Extract each line of the listing that contains the word "region", treating uppercase and lowercase letters as distinct.

**THE DATA:**
* * * * *
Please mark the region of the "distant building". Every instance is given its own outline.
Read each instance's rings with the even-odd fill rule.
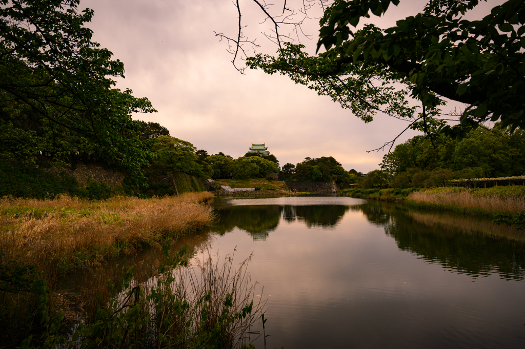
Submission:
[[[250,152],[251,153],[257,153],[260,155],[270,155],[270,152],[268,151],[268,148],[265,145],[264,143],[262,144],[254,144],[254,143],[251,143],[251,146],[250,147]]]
* * * * *
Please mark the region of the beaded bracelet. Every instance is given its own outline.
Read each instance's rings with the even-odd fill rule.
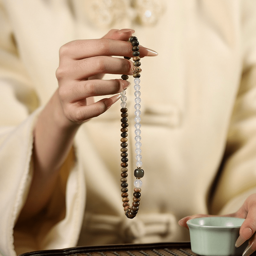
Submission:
* * * * *
**RESPONSE FOR THIS EXERCISE:**
Please mark the region of the "distant building". Every instance is given its own outline.
Please mark the region of the beaded bracelet. Every instance is given its own outline.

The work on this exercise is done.